● TEXT
[start]
The Universe harbors many magnetic bodies, ranging from planets and stars (fractions of a Tesla) to dwarf stars (intermediate fields), pulsars (10^8 T) and magnetars (10^11 T). Since the Universe is made mostly of spinning particles endowed with magnetic moments (electrons, protons, neutrons, muons and atomic nuclides, with non-magnetic particles being a minority), it is evident that magnetic resonance (MR) phenomena should be commonplace. Yet practical astronomy so far does not seam to take the possibility of detecting such phenomena into account, nor does it strive to exploit them actively on planetary and solar-system scales. This may be due simply to a lack of faith that such phenomena can be detected in a sufficiently specific manner.

This presentation lists possible MR phenomena occurring on astronomical scale and discusses their highly specific features which might make them experimentally accessible. The hope is that such a study might help establish magnetic resonance astronomy (MRA) as a new branch of MR.

The considered 'sample' sizes range from sub-planetary (sections of troposphere, seas and oceans, icecaps, etc) to planetary (atmospheres, ionospheres, radiation belts) and stellar (sunspots, atmospheres of dwarf stars, pulsars and magnetars). The particles to be observed include both electrons and nuclides (plus a few more) so that no conceptual distinction is made between ESR and NMR.

Depending upon the considered special case, Larmor frequencies range from a few kHz (like protons in the Earth field) to well beyond X-rays (electrons on magnetars). There are, however, unique characteristics of MR-related radiation (be it spontaneous or stimulated) which make it quite distinct. These are (i) exceptionally narrow spectral bands, (ii) precise direction vectors (Poynting vector aligned along the magnetic field) and, above all, (iii) strict chirality (implying circular polarization).

Experimentally, since induction coupling is ruled out by the size of MRA objects, one must resort to standard techniques of emission, absorption and stimulated-emission spectroscopy, both passive (remote observation) and active (using spacecraft-mounted transmitter-receiver systems). We will discuss the instrumentation and the techniques (some of which are similar to NMR 'pulse' sequences and data-averaging) which might make it possible to isolate MR signals from non-MR background.

Low-frequency MRA might help analyze the particle composition of sunspots and, in its active version, the composition of Jovian atmosphere. On a sub-planetary scale, even the low Earth field might be sufficient, for example, to actively monitor tropospheric storms (ESR), oceans, polar icecaps and other planetary surface features.

The author discusses also the MR phenomena which might be going on in the magnetic fields of the order of 10^8 Tesla present on pulsars. Though the possibility that the observed light flashes are really MR signals is just a far-shot hypothesis but, nevertheless, it should be taken into account. It appears, in fact, that there might be ways of how the interaction between spinning particles with the extremely high fields might explain the pulsed emissions in the optical and X-ray regions.
[end]
● JOB 1
Render the records as a Markdown table with the columns "No." and "Line," one row per line and no rows for blank lines. Begin at the first line of the records and stop after the line that contains "213), (426, 213)]". Leave the pictures out.
The text and the records below it have nothing to do with each other.

● RAW RECORDS
[start]
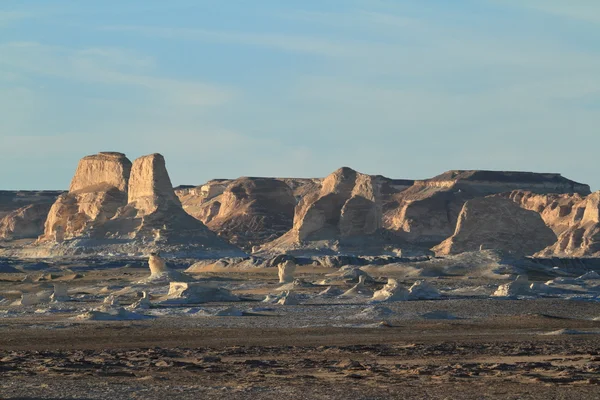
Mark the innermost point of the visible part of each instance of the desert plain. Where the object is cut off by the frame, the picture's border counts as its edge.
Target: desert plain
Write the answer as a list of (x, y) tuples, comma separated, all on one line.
[(469, 285)]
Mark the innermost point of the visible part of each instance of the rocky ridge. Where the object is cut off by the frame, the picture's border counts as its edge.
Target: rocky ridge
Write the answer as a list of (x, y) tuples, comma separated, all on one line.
[(427, 213), (496, 223), (116, 207)]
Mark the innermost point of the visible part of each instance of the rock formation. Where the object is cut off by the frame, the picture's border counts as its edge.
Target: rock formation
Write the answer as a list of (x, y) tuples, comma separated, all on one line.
[(575, 219), (426, 213), (246, 211), (286, 271), (156, 264), (345, 213), (582, 237), (24, 223), (495, 223), (392, 291), (421, 290), (97, 191), (519, 287), (116, 207), (11, 200), (196, 293)]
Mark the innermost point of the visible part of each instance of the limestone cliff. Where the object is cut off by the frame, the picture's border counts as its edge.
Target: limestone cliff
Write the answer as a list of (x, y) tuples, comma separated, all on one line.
[(582, 237), (122, 208), (496, 223), (247, 211), (98, 189), (24, 223), (346, 213), (426, 213)]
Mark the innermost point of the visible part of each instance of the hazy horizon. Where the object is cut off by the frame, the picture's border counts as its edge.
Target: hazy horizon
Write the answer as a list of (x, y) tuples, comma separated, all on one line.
[(403, 89)]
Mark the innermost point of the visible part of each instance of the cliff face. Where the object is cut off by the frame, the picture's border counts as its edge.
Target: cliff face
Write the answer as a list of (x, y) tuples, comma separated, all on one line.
[(150, 187), (427, 213), (248, 211), (496, 223), (23, 212), (582, 237), (24, 223), (118, 207), (345, 214), (106, 169), (97, 191)]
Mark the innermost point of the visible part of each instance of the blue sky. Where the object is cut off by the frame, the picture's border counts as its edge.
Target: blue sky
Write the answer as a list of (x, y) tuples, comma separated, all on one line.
[(229, 88)]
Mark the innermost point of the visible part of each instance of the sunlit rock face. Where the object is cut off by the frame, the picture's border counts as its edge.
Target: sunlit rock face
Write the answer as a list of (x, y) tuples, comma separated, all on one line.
[(97, 191), (427, 213), (346, 212), (118, 207), (496, 223)]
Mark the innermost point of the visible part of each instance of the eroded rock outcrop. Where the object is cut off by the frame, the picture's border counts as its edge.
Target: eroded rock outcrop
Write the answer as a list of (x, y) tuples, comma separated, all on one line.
[(582, 237), (246, 211), (117, 207), (347, 207), (573, 218), (495, 223), (24, 223), (426, 213), (97, 191)]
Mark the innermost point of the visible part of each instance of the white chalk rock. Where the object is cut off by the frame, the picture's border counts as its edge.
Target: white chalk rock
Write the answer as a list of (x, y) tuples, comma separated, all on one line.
[(194, 293), (350, 273), (286, 271), (288, 299), (330, 292), (421, 290), (142, 304), (589, 276), (359, 289), (60, 293), (27, 299), (112, 314), (271, 299), (392, 291), (161, 273), (111, 301), (157, 264), (518, 287)]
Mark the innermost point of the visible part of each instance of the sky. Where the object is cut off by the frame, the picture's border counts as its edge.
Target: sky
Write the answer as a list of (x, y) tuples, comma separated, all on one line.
[(229, 88)]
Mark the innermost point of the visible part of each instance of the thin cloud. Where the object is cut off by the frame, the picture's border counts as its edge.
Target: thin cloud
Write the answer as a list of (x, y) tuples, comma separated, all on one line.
[(111, 67)]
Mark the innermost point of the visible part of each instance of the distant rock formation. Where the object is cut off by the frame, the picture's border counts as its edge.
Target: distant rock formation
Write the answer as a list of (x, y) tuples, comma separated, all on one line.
[(346, 212), (24, 223), (23, 212), (582, 237), (122, 208), (247, 211), (426, 213), (573, 218), (12, 200), (97, 191), (559, 211), (495, 223)]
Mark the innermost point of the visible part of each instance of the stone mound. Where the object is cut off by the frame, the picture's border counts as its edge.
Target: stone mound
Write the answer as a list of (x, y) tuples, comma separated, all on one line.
[(495, 223), (196, 293), (582, 237), (392, 291), (117, 207), (345, 214), (247, 211), (24, 223), (427, 213)]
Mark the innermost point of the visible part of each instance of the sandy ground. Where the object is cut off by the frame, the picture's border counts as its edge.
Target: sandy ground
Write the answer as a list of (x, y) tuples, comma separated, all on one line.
[(472, 347)]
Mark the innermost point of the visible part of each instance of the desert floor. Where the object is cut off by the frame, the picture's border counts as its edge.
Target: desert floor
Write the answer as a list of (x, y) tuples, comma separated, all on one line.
[(460, 347)]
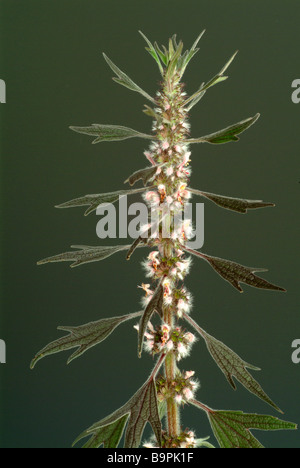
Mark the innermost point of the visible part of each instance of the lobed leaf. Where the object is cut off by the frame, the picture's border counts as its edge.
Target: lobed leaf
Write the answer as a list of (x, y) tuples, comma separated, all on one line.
[(232, 428), (155, 305), (232, 365), (235, 273), (146, 175), (108, 436), (239, 205), (124, 80), (83, 337), (110, 132), (87, 254), (93, 201), (227, 134)]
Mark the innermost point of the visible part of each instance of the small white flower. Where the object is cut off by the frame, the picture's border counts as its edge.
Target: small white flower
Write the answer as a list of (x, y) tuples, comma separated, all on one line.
[(188, 393)]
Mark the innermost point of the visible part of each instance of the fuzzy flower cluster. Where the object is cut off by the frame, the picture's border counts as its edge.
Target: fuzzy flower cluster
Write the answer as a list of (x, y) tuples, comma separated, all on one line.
[(185, 439), (182, 389), (163, 339), (157, 266)]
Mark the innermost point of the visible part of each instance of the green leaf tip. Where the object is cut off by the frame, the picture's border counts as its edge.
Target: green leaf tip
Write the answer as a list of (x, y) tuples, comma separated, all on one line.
[(83, 337), (232, 365), (227, 134), (238, 205)]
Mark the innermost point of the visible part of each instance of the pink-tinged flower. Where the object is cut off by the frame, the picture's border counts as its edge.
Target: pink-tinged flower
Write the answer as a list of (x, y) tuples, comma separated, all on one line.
[(169, 171), (182, 305), (149, 344), (168, 300), (150, 157), (152, 198), (190, 337), (170, 345)]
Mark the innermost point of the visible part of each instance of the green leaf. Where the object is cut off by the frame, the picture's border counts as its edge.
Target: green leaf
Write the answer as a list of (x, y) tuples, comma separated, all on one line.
[(155, 305), (174, 62), (93, 201), (144, 408), (235, 273), (190, 54), (232, 365), (162, 56), (232, 428), (227, 134), (239, 205), (108, 436), (87, 254), (134, 246), (205, 86), (146, 175), (141, 408), (83, 337), (153, 53), (110, 132), (124, 80)]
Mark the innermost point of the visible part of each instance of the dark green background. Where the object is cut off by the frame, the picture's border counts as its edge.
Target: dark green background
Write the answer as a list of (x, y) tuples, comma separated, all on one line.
[(56, 77)]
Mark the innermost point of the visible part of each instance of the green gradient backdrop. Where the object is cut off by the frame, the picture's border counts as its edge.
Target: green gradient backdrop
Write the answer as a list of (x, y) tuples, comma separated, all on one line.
[(56, 77)]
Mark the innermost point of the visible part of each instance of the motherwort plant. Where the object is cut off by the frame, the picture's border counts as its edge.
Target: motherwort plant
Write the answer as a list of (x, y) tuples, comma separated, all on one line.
[(167, 303)]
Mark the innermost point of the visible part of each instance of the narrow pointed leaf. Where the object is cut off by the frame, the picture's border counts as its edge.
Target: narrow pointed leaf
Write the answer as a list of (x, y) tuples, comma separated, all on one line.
[(141, 408), (190, 54), (232, 428), (235, 273), (146, 175), (93, 201), (155, 304), (124, 80), (192, 100), (87, 254), (83, 337), (227, 134), (163, 56), (174, 62), (145, 409), (110, 132), (153, 53), (239, 205), (232, 365), (108, 436)]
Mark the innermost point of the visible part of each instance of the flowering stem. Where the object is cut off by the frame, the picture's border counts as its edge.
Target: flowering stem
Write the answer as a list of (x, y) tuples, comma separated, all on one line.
[(170, 372)]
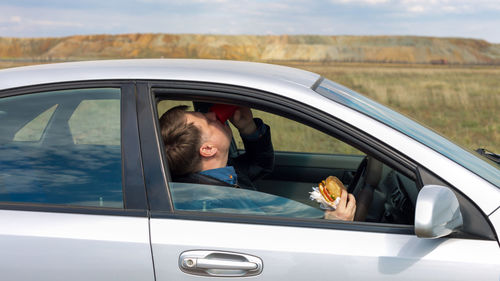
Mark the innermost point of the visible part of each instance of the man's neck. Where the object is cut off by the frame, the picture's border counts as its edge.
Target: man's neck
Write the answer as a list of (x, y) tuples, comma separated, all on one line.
[(213, 163)]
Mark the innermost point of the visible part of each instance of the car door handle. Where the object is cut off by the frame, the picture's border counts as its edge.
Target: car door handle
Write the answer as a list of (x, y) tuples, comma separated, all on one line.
[(219, 263)]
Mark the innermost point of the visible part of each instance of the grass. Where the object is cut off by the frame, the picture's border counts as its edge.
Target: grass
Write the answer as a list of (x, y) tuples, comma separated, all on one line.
[(459, 102)]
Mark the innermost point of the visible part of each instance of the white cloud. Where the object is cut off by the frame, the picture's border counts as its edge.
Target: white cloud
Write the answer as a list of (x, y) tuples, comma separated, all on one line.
[(371, 2)]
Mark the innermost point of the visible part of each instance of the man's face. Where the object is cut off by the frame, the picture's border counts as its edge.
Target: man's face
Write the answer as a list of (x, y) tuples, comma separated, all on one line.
[(211, 129)]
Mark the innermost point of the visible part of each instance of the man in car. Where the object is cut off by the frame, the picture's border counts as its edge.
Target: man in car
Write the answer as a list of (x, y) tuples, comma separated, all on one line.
[(197, 149)]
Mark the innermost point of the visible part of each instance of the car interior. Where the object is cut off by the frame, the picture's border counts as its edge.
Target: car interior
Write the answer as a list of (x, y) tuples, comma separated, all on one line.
[(383, 194), (50, 154)]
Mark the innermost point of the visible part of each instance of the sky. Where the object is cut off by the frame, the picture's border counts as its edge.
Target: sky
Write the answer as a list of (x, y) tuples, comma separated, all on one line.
[(479, 19)]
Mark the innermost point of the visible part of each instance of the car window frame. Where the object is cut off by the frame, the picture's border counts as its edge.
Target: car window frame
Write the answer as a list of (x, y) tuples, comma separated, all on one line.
[(134, 194), (150, 91)]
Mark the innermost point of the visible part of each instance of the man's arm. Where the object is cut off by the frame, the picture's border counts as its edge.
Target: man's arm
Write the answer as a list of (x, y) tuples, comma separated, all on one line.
[(258, 159)]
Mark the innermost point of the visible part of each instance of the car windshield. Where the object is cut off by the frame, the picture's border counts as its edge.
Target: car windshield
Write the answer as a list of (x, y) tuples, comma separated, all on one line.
[(221, 199), (410, 128)]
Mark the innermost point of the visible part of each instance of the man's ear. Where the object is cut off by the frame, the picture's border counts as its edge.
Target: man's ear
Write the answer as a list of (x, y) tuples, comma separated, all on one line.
[(207, 150)]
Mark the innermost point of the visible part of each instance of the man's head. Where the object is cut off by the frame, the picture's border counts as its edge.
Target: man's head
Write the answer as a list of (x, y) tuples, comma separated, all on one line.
[(194, 141)]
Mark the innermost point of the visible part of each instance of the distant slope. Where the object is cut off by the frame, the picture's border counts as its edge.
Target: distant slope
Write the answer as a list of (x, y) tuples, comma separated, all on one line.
[(400, 49)]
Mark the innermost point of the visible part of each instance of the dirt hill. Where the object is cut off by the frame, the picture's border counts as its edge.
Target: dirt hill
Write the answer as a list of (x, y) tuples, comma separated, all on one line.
[(396, 49)]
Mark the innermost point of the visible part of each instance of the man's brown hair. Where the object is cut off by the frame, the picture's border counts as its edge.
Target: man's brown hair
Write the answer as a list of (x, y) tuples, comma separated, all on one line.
[(182, 141)]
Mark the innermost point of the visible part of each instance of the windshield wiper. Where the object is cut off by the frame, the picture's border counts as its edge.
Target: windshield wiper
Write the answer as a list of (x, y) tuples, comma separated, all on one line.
[(488, 154)]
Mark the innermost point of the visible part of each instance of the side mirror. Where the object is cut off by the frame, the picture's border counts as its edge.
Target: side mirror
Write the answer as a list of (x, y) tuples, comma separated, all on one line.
[(437, 213)]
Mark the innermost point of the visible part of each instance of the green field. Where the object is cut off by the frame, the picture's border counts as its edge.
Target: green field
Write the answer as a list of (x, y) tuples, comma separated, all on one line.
[(461, 103)]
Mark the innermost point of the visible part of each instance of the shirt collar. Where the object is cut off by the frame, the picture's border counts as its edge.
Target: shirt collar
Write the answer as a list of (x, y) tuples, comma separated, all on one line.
[(226, 174)]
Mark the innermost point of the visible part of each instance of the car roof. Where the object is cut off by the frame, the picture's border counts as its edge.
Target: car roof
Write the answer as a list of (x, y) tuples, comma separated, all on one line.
[(249, 74)]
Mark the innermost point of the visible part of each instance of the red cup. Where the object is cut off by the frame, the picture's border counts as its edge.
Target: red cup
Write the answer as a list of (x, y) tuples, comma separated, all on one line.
[(223, 111)]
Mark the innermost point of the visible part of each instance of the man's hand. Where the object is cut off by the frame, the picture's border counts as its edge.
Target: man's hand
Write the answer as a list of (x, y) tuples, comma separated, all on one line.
[(345, 209), (242, 119)]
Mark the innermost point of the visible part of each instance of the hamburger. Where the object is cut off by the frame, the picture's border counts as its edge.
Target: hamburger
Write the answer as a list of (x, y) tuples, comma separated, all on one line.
[(330, 189)]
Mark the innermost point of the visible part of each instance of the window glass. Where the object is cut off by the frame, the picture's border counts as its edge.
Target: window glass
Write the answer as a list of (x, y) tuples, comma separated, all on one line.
[(96, 122), (34, 129), (289, 135), (61, 147), (303, 157)]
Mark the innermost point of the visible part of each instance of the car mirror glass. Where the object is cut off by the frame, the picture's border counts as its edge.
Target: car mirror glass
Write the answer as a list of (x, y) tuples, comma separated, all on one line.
[(437, 213)]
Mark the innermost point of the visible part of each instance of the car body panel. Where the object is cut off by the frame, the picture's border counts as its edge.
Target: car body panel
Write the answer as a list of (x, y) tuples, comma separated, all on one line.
[(246, 74), (483, 193), (60, 243), (495, 221), (51, 246), (295, 253)]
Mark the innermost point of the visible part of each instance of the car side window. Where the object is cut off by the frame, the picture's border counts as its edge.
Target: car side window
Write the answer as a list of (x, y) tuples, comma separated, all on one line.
[(303, 157), (292, 136), (62, 147)]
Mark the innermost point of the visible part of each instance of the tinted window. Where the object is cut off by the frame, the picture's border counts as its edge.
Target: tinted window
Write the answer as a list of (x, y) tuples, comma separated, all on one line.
[(61, 147), (410, 128)]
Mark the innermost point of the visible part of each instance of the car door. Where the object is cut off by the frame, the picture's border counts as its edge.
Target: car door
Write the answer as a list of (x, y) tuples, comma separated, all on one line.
[(238, 241), (72, 197)]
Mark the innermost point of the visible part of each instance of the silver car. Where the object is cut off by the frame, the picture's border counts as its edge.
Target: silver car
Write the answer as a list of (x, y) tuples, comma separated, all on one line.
[(86, 192)]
[end]
● JOB 2
In the text on magnetic resonance astronomy, begin at the words "Low-frequency MRA might" and stop after "planetary surface features.". Rewrite that passage with "Jovian atmosphere" changed to "Saturnian atmosphere".

● TASK ANSWER 1
| No. | Line |
|---|---|
| 1 | Mark the innermost point of the visible part of each instance of the desert plain. Where the object is cut off by the frame, the picture's border counts as its edge. |
| 2 | Target: desert plain |
| 3 | Write the answer as a list of (x, y) tuples, comma separated, all on one line. |
| 4 | [(469, 285)] |
| 5 | Mark the innermost point of the visible part of each instance of the rocky ridge. Where the object is cut off by the frame, the picture's border counts as its edge. |
| 6 | Target: rocky ridge |
| 7 | Write the answer as a list of (x, y) tuples, comma separated, all on one line. |
| 8 | [(427, 213), (496, 223), (116, 207)] |
| 9 | Mark the innermost point of the visible part of each instance of the rock formation. Where the object is cut off by the frame, the picture's border counts as its edge. |
| 10 | Target: rock formation |
| 11 | Write the answer as a list of (x, y) tuples, comma separated, all on one line. |
| 12 | [(575, 219), (426, 213), (246, 211), (286, 271), (156, 264), (345, 213), (582, 237), (24, 223), (495, 223), (392, 291), (421, 290), (97, 191), (519, 287), (116, 207), (11, 200), (196, 293)] |
| 13 | Mark the innermost point of the visible part of each instance of the limestone cliff. Where the object is cut off by the frame, the picture's border counts as its edge. |
| 14 | Target: limestone cliff |
| 15 | Write the answer as a list of (x, y) tuples, comma separated, all on one line. |
| 16 | [(582, 237), (122, 208), (496, 223), (247, 211), (98, 189), (24, 223), (346, 213), (426, 213)] |

● TASK ANSWER 2
Low-frequency MRA might help analyze the particle composition of sunspots and, in its active version, the composition of Saturnian atmosphere. On a sub-planetary scale, even the low Earth field might be sufficient, for example, to actively monitor tropospheric storms (ESR), oceans, polar icecaps and other planetary surface features.